The slavery drama "12 Years a Slave" won the best picture Oscar on Sunday, becoming the first film from a black director to win the film industry's top honor in the 86 years of the Academy Awards.
The film from British director Steve McQueen is based on the memoirs of a free black man, Solomon Northup, who is tricked and sold into bondage in Louisiana in an unflinching account of pre-Civil War slavery in America.
Matthew McConaughey won the Oscar for best actor on Sunday for his role in "Dallas Buyers Club" as a homophobic, rodeo-loving Texan who contracts AIDS and becomes an unlikely savior for gay patients and drug addicts desperate for treatment.
McConaughey lost some 50 pounds (23 kg) for the role, looking gaunt as real-life crusader Ron Woodroof, a cowboy who fought the U.S. government during the early AIDS epidemic of the 1980s to provide patients with medicines he imported from foreign countries.
"First off, I want to thank God, because that's who I look up to," the actor said accepting the award. "He's graced my life with opportunities that I know are not of my hand or any other human hand. He has shown me that it's a scientific fact that gratitude reciprocates."

### ASSIGNED TASK 1
According to the Oscars article, how much weight did McConaughey lose for his role?
### ASSIGNED TASK 2
Give the full name of every person mentioned in the Oscars article.
### ASSIGNED TASK 3
Carry on the Oscars article past its last sentence.

### SUPPLIED RECORDS

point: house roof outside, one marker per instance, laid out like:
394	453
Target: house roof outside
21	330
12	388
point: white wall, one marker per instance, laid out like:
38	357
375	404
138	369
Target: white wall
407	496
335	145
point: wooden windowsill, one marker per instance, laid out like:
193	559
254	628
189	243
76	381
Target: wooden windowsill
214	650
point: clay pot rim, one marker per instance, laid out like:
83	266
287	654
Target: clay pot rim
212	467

--

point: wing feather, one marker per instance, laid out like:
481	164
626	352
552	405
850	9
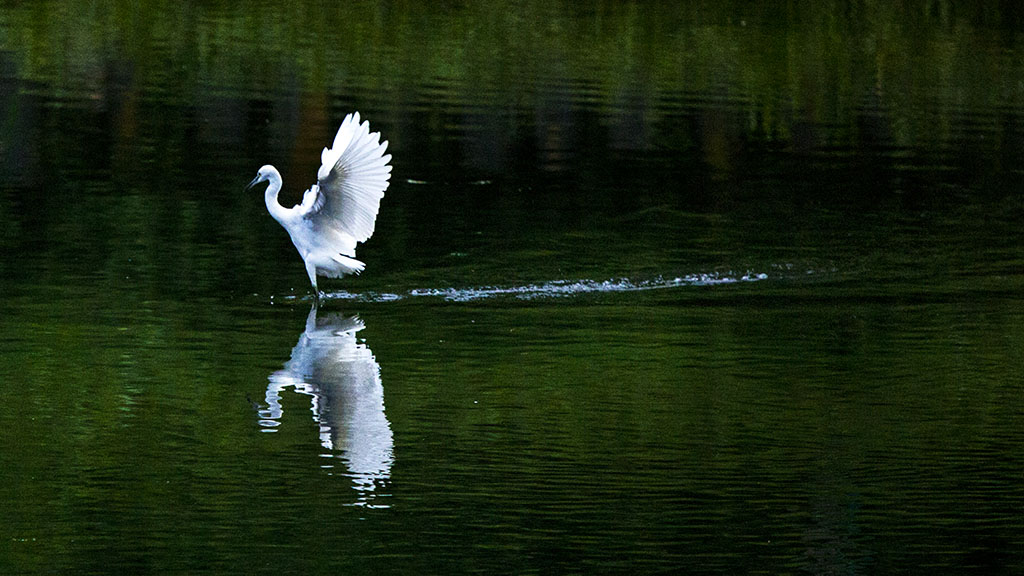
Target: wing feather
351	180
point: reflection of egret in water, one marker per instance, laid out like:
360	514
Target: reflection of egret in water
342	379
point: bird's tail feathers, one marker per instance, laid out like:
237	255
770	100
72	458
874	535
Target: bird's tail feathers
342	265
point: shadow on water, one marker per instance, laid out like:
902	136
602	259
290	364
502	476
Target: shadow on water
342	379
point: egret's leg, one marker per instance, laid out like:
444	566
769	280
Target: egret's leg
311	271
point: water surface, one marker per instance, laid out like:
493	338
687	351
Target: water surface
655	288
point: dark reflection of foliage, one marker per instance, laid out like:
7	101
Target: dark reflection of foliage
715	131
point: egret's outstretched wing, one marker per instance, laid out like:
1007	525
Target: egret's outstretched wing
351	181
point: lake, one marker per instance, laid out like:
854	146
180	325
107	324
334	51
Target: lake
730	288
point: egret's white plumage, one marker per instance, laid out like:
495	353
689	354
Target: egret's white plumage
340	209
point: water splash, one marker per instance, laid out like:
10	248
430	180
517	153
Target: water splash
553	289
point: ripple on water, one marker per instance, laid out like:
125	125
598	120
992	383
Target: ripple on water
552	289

--

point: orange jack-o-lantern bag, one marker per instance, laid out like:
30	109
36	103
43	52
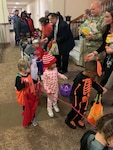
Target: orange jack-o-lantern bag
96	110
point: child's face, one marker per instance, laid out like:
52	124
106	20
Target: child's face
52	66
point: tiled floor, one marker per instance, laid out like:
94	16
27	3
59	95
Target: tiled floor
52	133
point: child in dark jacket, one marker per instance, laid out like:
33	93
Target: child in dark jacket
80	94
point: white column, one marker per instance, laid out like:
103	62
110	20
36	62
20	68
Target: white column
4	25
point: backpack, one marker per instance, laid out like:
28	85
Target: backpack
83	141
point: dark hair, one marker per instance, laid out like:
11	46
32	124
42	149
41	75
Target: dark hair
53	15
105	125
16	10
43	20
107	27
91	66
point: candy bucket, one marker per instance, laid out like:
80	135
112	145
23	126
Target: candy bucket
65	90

### REPLY 1
Some 50 pounds (23 kg).

### REPLY 2
Steve McQueen, Solomon Northup, Matthew McConaughey, Ron Woodroof

### REPLY 3
The win is the first Academy Award for McConaughey, 44, once known primarily as the handsome leading man in romantic comedies such as "The Wedding Planner" and "How to Lose a Guy in 10 Days."
"Whatever it is we look up to, whatever it is we look forward to and whoever it is we're chasing, to that I say, 'Amen,' to that I say, 'Alright, alright, alright,' McConaughey said adding his trademark exclamation that drew laughter from the audience, "to that I say just keep living."
Australian Cate Blanchett won her second Oscar on Sunday for her role as a socialite who suffers a breakdown in Woody Allen's "Blue Jasmine."
Blanchett, 44, was the favorite to win this year's Oscar after sweeping awards season with prizes including the Golden Globe, Screen Actors Guild and BAFTA earlier this year.
Blanchett beat Amy Adams, Sandra Bullock, Judi Dench and Meryl Streep for the Oscar.
"As random and subjective as this award is, it means a great deal in a year of, yet again, extraordinary performances by women," Blanchett said in her acceptance speech.